*TASK STATEMENT*: Quote word for word the stretch of the material below from the line containing "Report x and y for each instance of the tall" through the line containing "x=105, y=71", including both of those lines.
═════ DATA SHOWN
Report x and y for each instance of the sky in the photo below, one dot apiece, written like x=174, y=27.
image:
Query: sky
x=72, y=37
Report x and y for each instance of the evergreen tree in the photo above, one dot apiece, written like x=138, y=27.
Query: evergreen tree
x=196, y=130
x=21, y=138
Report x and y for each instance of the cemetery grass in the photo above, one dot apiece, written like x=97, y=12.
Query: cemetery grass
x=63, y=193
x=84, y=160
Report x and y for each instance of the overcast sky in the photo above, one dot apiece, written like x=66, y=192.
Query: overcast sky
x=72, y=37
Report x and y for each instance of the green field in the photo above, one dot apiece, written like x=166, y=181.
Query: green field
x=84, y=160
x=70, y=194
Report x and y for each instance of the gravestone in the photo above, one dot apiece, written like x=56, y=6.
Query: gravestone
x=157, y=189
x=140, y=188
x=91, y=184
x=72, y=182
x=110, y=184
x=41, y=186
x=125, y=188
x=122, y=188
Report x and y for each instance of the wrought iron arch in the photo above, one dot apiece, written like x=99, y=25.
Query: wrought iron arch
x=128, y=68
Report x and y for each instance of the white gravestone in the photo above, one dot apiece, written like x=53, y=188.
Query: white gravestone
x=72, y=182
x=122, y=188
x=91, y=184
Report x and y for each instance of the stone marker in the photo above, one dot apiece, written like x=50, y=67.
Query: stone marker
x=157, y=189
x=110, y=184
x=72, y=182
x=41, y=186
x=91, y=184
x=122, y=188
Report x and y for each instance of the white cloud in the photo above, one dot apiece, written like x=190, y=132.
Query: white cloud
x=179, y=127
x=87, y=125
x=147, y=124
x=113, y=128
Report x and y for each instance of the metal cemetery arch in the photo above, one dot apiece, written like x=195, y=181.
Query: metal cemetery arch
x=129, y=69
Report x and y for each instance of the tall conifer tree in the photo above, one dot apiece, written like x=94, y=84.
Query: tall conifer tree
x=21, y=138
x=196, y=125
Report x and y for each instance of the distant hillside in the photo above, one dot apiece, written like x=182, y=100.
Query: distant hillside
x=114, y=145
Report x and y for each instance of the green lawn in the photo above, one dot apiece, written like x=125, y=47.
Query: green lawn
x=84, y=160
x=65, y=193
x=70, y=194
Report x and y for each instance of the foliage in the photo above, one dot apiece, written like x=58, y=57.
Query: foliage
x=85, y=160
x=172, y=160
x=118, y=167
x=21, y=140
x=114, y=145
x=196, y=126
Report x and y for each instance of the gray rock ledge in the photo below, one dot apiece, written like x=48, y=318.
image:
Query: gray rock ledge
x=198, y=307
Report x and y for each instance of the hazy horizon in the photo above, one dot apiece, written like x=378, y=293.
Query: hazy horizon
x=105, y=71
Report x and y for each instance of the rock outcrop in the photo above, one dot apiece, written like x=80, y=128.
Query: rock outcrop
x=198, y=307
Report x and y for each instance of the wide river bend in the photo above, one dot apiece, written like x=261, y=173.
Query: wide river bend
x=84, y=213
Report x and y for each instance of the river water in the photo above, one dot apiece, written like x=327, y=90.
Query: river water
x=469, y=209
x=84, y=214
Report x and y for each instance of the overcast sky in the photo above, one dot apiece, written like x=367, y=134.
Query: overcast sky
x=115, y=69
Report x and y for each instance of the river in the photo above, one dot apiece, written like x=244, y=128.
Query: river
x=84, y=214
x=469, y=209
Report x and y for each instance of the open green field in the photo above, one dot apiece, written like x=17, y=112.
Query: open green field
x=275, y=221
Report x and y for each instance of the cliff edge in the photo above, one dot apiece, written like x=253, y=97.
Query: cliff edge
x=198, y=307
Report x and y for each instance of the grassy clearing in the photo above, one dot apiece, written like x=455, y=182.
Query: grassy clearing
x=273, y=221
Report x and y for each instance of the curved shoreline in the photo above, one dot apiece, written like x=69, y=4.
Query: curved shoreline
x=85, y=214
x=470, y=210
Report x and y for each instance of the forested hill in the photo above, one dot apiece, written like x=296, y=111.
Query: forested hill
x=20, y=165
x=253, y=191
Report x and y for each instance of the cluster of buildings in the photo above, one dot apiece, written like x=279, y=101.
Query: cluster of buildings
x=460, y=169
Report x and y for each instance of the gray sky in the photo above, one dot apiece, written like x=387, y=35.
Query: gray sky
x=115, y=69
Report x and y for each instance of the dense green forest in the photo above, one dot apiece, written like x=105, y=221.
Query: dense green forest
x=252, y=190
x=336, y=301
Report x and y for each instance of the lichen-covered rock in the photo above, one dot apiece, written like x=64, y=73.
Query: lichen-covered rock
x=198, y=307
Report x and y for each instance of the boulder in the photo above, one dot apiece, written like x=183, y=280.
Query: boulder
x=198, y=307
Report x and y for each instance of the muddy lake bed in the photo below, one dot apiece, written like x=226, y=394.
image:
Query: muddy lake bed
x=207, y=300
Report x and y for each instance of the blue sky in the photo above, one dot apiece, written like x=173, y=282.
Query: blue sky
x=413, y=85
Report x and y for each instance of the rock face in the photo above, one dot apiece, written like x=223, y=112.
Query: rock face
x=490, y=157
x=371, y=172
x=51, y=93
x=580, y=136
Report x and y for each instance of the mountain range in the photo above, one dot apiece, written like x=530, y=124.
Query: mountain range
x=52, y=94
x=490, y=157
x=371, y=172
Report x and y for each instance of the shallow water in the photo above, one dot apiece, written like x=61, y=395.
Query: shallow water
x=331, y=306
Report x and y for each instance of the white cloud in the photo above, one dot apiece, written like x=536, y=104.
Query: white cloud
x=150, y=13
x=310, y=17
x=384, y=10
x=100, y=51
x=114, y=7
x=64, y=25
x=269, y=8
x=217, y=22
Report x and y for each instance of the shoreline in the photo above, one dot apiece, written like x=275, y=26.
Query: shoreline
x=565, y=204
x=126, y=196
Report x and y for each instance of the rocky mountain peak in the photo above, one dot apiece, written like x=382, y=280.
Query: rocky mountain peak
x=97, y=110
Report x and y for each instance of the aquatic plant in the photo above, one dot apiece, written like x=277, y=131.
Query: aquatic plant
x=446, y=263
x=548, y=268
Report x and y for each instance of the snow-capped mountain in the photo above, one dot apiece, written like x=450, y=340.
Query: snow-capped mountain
══════════
*FULL OUTPUT*:
Report x and y for each instance of the tall conifer tree in the photo above, one dot apiece, written like x=94, y=84.
Query: tall conifer tree
x=21, y=138
x=196, y=125
Report x and y for each instance of the distant hillside in the photo above, one dot apiece, written like x=182, y=100.
Query: distant hillside
x=114, y=145
Report x and y for each instance of the green lawn in the photo above, one dot apiece, written like x=125, y=47.
Query: green lawn
x=84, y=160
x=65, y=193
x=70, y=194
Report x and y for each instance of the foliage in the photo above, one dot apiece, written like x=58, y=57.
Query: foliage
x=85, y=160
x=172, y=160
x=118, y=167
x=21, y=140
x=114, y=145
x=196, y=126
Report x and y for each instance of the gray rock ledge in the photo below, one dot apiece, written like x=48, y=318.
image:
Query: gray rock ledge
x=198, y=307
Report x and y for each instance of the hazy horizon in the photo above, one dot apiece, written like x=378, y=293.
Query: hazy horizon
x=105, y=71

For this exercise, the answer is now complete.